# Ride From Seattle To Vancouver and Party (RSVP) Ride Report



## JP (Feb 8, 2005)

Cascade bike club puts on a bunch of rides throughout the year in the Seattle area. After the madness of riding Seattle to Portland (STP) with 9000 of my closest friends, and putting the rides like Tour DAY Blast and RAMROD behind for the year, RSVP is a welcome ride. It is a couple thousand people, and it has a mellow fun vibe. 

I start out from home and ride along Lake Samammish to intersect the course north of Redmond.

From there one rides past this great little espresso stand in Snohomish. You then ride on this paved path for a while and after a few turns and jogs you wind up along Puget Sound outside Bellingham.


----------



## JP (Feb 8, 2005)

Since I had my fenders, we were protected by the rain gods. After about 130 miles I ended day 1 in Bellingham. Day two we crossed the border at the "truck crossing." No worries with your passport. Before you cross the border, you ride along this road where the U.S. is on one side, and Canada is on the other. Yes, there are cameras pointed at that ditch.


----------



## JP (Feb 8, 2005)

You get a real variety of roads on this ride. Here are some of the shots moving closer to Vancouver.


----------



## JP (Feb 8, 2005)

Entering Vancouver is fun. You ride past residential streets, into China Town, along the waterfront, and pop out near Stanley Park.


----------



## JP (Feb 8, 2005)

Now here's something I didn't expect to see. Vancouver has a booming film business, and this street was closed to film a winter scene. No, it wasn't that cold.


----------



## JP (Feb 8, 2005)

Munchkinhead drove up -- well, really Mom drove up with Munchkinhead -- and we played in the park.


----------



## MB1 (Jan 27, 2004)

JP said:


> Cascade bike club puts on a bunch of rides throughout the year in the Seattle area. After the madness of riding Seattle to Portland (STP) with 9000 of my closest friends, and putting the rides like Tour DAY Blast and RAMROD behind for the year, RSVP is a welcome ride. It is a couple thousand people, and it has a mellow fun vibe. ......



Man you must have worked yourself into some kind of shape this year. It has somehow slipped my mind that in the Pacific NW the summer is the best time of year to ride.

Around here we kind of just hunker down and survive this time of year........


----------



## wasfast (Feb 3, 2004)

MB1 said:


> Man you must have worked yourself into some kind of shape this year. It has somehow slipped my mind that in the Pacific NW the summer is the best time of year to ride.
> 
> Around here we kind of just hunker down and survive this time of year........

◆ ◆ ◆ ◆ ◆ ◆ ◆

#### [Short problem 1]
Summarize the ride report in two sentences.

◆ ◆ ◆ ◆ ◆ ◆ ◆

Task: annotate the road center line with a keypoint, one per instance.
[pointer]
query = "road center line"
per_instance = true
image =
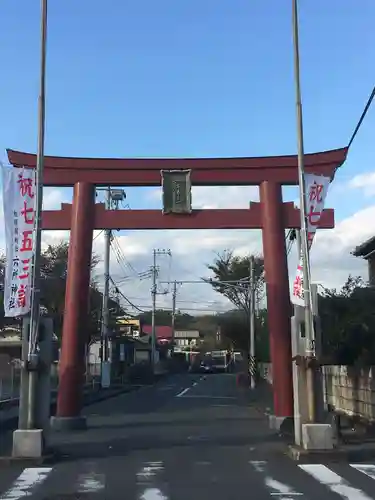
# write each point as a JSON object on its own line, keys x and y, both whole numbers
{"x": 334, "y": 482}
{"x": 180, "y": 394}
{"x": 26, "y": 482}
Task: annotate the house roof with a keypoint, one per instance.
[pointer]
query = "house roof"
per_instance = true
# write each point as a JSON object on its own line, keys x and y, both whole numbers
{"x": 161, "y": 332}
{"x": 365, "y": 248}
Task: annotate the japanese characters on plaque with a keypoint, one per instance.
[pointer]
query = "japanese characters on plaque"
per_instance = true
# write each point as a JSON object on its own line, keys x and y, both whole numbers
{"x": 316, "y": 192}
{"x": 19, "y": 218}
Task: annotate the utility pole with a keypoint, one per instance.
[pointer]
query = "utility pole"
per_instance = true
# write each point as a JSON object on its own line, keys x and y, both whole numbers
{"x": 309, "y": 324}
{"x": 113, "y": 197}
{"x": 252, "y": 320}
{"x": 174, "y": 296}
{"x": 154, "y": 271}
{"x": 106, "y": 364}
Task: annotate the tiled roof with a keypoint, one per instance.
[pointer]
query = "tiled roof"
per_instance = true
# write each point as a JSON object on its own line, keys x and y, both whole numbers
{"x": 162, "y": 332}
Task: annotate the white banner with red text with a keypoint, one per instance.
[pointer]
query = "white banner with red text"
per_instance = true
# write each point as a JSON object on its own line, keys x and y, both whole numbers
{"x": 316, "y": 193}
{"x": 19, "y": 216}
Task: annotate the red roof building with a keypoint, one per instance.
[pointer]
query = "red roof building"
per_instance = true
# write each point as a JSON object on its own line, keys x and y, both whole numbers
{"x": 163, "y": 333}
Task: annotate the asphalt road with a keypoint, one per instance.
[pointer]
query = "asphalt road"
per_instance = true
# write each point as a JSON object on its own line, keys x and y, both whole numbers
{"x": 188, "y": 437}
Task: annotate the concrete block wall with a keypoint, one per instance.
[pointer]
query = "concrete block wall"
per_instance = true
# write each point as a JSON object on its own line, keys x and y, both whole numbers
{"x": 348, "y": 390}
{"x": 351, "y": 390}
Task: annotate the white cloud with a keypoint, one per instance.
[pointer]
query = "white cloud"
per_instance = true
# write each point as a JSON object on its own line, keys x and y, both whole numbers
{"x": 366, "y": 182}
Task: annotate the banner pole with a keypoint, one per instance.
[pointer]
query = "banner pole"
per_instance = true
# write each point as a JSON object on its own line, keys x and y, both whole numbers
{"x": 309, "y": 325}
{"x": 33, "y": 360}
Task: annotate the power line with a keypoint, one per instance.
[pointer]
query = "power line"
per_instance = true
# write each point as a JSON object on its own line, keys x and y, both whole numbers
{"x": 118, "y": 291}
{"x": 364, "y": 113}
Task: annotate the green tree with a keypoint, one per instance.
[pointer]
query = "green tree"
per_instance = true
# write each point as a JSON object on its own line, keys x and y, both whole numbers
{"x": 348, "y": 323}
{"x": 54, "y": 272}
{"x": 228, "y": 267}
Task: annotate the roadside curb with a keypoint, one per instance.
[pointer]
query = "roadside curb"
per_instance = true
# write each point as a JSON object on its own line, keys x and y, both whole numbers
{"x": 341, "y": 454}
{"x": 89, "y": 398}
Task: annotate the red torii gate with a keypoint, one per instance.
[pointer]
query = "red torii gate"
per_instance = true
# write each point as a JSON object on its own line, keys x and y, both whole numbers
{"x": 271, "y": 214}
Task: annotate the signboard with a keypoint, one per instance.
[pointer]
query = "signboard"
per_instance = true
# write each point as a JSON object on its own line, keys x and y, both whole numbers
{"x": 19, "y": 217}
{"x": 316, "y": 192}
{"x": 176, "y": 186}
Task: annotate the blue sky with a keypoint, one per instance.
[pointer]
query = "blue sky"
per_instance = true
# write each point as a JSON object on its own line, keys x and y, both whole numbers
{"x": 191, "y": 78}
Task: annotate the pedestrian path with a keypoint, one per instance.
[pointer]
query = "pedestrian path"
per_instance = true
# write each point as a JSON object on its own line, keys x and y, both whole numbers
{"x": 196, "y": 477}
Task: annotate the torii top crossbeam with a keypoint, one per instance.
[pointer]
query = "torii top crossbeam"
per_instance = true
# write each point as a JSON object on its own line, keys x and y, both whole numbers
{"x": 65, "y": 171}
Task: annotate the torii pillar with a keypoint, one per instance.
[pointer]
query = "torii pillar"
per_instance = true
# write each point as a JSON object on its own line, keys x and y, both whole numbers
{"x": 278, "y": 299}
{"x": 74, "y": 335}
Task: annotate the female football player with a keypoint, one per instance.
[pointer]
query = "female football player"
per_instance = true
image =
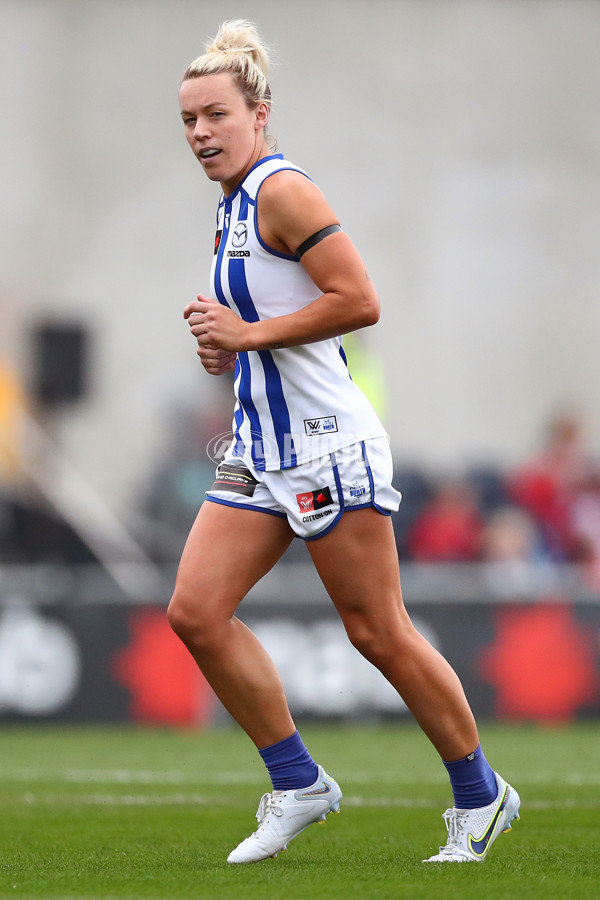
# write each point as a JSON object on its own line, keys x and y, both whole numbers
{"x": 309, "y": 458}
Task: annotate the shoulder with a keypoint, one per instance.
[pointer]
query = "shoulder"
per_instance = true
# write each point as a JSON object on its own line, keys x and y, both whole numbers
{"x": 288, "y": 188}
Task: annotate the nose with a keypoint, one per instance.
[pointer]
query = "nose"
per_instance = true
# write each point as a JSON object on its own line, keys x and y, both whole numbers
{"x": 201, "y": 130}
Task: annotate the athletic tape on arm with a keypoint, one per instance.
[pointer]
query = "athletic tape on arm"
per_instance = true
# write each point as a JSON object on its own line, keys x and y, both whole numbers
{"x": 316, "y": 238}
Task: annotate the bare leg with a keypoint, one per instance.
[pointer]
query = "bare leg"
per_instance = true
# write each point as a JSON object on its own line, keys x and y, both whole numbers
{"x": 227, "y": 552}
{"x": 358, "y": 564}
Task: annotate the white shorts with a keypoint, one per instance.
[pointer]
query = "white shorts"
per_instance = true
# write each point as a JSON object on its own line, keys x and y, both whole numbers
{"x": 313, "y": 496}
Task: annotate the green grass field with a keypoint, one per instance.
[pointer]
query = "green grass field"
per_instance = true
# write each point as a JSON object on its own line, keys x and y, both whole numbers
{"x": 116, "y": 812}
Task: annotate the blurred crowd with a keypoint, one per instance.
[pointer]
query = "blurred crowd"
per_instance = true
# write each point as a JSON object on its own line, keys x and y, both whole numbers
{"x": 543, "y": 511}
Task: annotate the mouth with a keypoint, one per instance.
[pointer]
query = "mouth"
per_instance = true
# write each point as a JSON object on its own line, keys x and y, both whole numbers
{"x": 209, "y": 153}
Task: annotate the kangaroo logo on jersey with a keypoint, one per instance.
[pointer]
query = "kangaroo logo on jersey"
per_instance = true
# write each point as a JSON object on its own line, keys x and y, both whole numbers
{"x": 311, "y": 500}
{"x": 323, "y": 425}
{"x": 240, "y": 235}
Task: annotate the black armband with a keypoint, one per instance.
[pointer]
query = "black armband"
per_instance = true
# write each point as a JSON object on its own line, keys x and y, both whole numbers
{"x": 316, "y": 238}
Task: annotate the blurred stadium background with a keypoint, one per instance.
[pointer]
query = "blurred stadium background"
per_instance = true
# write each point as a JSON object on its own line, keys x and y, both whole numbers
{"x": 459, "y": 142}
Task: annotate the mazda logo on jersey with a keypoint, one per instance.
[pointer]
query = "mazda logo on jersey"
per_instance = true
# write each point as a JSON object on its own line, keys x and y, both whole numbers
{"x": 312, "y": 500}
{"x": 240, "y": 235}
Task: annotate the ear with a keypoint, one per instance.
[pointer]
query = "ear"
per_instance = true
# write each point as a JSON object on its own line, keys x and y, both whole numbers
{"x": 262, "y": 116}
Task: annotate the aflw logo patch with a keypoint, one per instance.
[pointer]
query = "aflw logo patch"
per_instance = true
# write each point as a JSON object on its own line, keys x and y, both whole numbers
{"x": 311, "y": 500}
{"x": 323, "y": 425}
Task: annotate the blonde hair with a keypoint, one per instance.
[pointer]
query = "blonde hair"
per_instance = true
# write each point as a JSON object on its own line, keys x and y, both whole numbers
{"x": 237, "y": 48}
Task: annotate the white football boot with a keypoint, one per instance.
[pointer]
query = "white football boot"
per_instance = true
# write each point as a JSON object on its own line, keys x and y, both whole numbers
{"x": 282, "y": 815}
{"x": 471, "y": 832}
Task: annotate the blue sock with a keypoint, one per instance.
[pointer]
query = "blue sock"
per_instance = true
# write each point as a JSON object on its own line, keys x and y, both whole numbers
{"x": 473, "y": 781}
{"x": 290, "y": 764}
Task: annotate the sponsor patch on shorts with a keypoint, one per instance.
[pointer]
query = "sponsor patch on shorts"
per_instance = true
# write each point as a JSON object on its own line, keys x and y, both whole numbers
{"x": 235, "y": 478}
{"x": 321, "y": 425}
{"x": 311, "y": 500}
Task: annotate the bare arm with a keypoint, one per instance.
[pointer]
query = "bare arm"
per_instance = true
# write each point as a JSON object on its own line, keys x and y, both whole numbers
{"x": 291, "y": 208}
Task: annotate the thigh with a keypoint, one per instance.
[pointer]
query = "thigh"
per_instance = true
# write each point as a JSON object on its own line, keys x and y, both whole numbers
{"x": 358, "y": 565}
{"x": 227, "y": 551}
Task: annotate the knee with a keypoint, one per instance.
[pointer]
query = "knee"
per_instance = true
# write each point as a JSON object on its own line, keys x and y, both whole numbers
{"x": 381, "y": 645}
{"x": 195, "y": 620}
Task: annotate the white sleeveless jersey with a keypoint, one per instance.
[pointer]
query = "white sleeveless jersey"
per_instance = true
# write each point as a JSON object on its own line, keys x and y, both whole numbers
{"x": 294, "y": 404}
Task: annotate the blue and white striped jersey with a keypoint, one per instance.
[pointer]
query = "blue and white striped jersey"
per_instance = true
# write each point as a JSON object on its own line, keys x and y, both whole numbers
{"x": 294, "y": 404}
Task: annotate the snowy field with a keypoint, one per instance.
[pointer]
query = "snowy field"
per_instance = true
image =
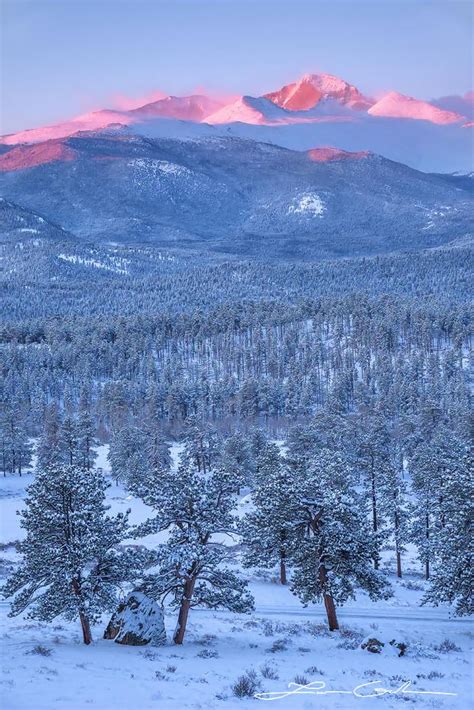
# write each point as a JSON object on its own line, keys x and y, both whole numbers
{"x": 46, "y": 666}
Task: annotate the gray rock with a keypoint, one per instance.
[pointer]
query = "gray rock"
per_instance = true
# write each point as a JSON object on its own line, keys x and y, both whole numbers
{"x": 138, "y": 621}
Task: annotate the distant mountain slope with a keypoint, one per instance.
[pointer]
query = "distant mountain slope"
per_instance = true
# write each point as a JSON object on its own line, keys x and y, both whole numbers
{"x": 317, "y": 109}
{"x": 18, "y": 224}
{"x": 238, "y": 197}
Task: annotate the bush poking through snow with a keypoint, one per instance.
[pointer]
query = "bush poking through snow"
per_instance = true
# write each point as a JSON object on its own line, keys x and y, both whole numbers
{"x": 269, "y": 672}
{"x": 40, "y": 651}
{"x": 278, "y": 645}
{"x": 446, "y": 646}
{"x": 207, "y": 653}
{"x": 400, "y": 645}
{"x": 372, "y": 645}
{"x": 301, "y": 680}
{"x": 246, "y": 685}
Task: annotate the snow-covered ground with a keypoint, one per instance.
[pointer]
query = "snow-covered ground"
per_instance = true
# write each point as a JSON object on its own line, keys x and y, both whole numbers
{"x": 45, "y": 666}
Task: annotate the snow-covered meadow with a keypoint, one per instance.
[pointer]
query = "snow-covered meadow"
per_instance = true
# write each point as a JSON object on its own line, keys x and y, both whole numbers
{"x": 47, "y": 666}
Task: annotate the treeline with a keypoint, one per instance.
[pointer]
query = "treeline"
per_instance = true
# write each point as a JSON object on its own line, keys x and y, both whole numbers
{"x": 326, "y": 502}
{"x": 261, "y": 364}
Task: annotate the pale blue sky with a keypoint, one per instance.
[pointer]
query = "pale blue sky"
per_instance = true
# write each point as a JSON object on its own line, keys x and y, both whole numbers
{"x": 63, "y": 57}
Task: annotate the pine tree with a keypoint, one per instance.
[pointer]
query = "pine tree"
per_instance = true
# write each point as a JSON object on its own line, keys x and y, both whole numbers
{"x": 452, "y": 580}
{"x": 334, "y": 545}
{"x": 128, "y": 456}
{"x": 394, "y": 507}
{"x": 70, "y": 567}
{"x": 267, "y": 529}
{"x": 86, "y": 440}
{"x": 194, "y": 505}
{"x": 49, "y": 446}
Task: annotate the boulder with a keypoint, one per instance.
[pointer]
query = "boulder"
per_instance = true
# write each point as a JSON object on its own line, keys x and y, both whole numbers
{"x": 138, "y": 621}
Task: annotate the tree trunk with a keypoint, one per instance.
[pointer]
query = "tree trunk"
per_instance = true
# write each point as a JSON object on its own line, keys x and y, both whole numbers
{"x": 427, "y": 563}
{"x": 398, "y": 554}
{"x": 374, "y": 512}
{"x": 184, "y": 611}
{"x": 86, "y": 629}
{"x": 331, "y": 612}
{"x": 399, "y": 565}
{"x": 328, "y": 601}
{"x": 283, "y": 579}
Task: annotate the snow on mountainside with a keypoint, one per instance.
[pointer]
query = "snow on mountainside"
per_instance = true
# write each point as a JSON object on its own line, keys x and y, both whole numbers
{"x": 247, "y": 109}
{"x": 313, "y": 99}
{"x": 327, "y": 153}
{"x": 184, "y": 108}
{"x": 238, "y": 197}
{"x": 397, "y": 105}
{"x": 86, "y": 122}
{"x": 312, "y": 88}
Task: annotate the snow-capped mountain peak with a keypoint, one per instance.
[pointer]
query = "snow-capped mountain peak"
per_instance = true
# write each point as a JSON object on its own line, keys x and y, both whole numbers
{"x": 312, "y": 88}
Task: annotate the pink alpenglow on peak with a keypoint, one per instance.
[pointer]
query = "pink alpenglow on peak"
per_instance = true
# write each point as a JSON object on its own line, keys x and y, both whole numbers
{"x": 327, "y": 154}
{"x": 28, "y": 156}
{"x": 312, "y": 88}
{"x": 395, "y": 105}
{"x": 87, "y": 122}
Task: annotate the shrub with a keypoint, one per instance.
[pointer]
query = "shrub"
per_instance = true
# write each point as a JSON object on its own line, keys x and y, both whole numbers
{"x": 301, "y": 680}
{"x": 278, "y": 645}
{"x": 207, "y": 653}
{"x": 446, "y": 646}
{"x": 246, "y": 685}
{"x": 40, "y": 651}
{"x": 269, "y": 672}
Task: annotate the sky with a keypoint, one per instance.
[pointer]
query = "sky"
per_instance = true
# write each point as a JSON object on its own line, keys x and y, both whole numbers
{"x": 61, "y": 58}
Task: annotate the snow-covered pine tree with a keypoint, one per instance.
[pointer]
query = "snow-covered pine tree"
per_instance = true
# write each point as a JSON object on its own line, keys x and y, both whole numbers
{"x": 70, "y": 567}
{"x": 202, "y": 444}
{"x": 156, "y": 448}
{"x": 69, "y": 440}
{"x": 334, "y": 545}
{"x": 127, "y": 456}
{"x": 394, "y": 506}
{"x": 452, "y": 580}
{"x": 372, "y": 444}
{"x": 48, "y": 450}
{"x": 267, "y": 529}
{"x": 425, "y": 474}
{"x": 86, "y": 440}
{"x": 194, "y": 505}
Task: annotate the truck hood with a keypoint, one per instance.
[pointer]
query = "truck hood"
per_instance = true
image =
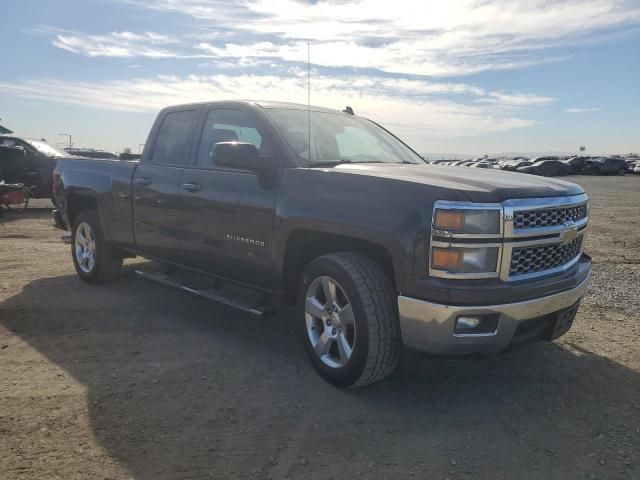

◆ ◆ ◆ ◆ ◆ ◆ ◆

#### [Short problem 2]
In the rows, swap "snow-covered pine tree" for "snowy fir tree" and rewrite the stretch from the line containing "Task: annotate the snow-covered pine" through the end of the rows, keeping everything else the same and leaving out the pictures.

#### [Right answer 1]
The RSVP ride is a welcome, mellow ride of a couple thousand people, and the rider ended day one in Bellingham after about 130 miles, then crossed the border at the "truck crossing" on day two. Entering Vancouver, the route passes residential streets, China Town and the waterfront before popping out near Stanley Park, and along the way the rider found a street closed to film a winter scene.

#### [Right answer 2]
Task: annotate the snowy fir tree with a keypoint, one per instance.
[pointer]
query = "snowy fir tree"
per_instance = true
# write each point as a JSON object on its own line, keys x and y, both whole numbers
{"x": 70, "y": 567}
{"x": 202, "y": 444}
{"x": 156, "y": 448}
{"x": 69, "y": 440}
{"x": 334, "y": 545}
{"x": 127, "y": 456}
{"x": 394, "y": 506}
{"x": 452, "y": 580}
{"x": 372, "y": 444}
{"x": 48, "y": 450}
{"x": 267, "y": 529}
{"x": 425, "y": 474}
{"x": 86, "y": 440}
{"x": 194, "y": 505}
Task: annotate the truck hood with a keypoint, one per instance.
[pointer]
query = "truck hood"
per_instance = true
image =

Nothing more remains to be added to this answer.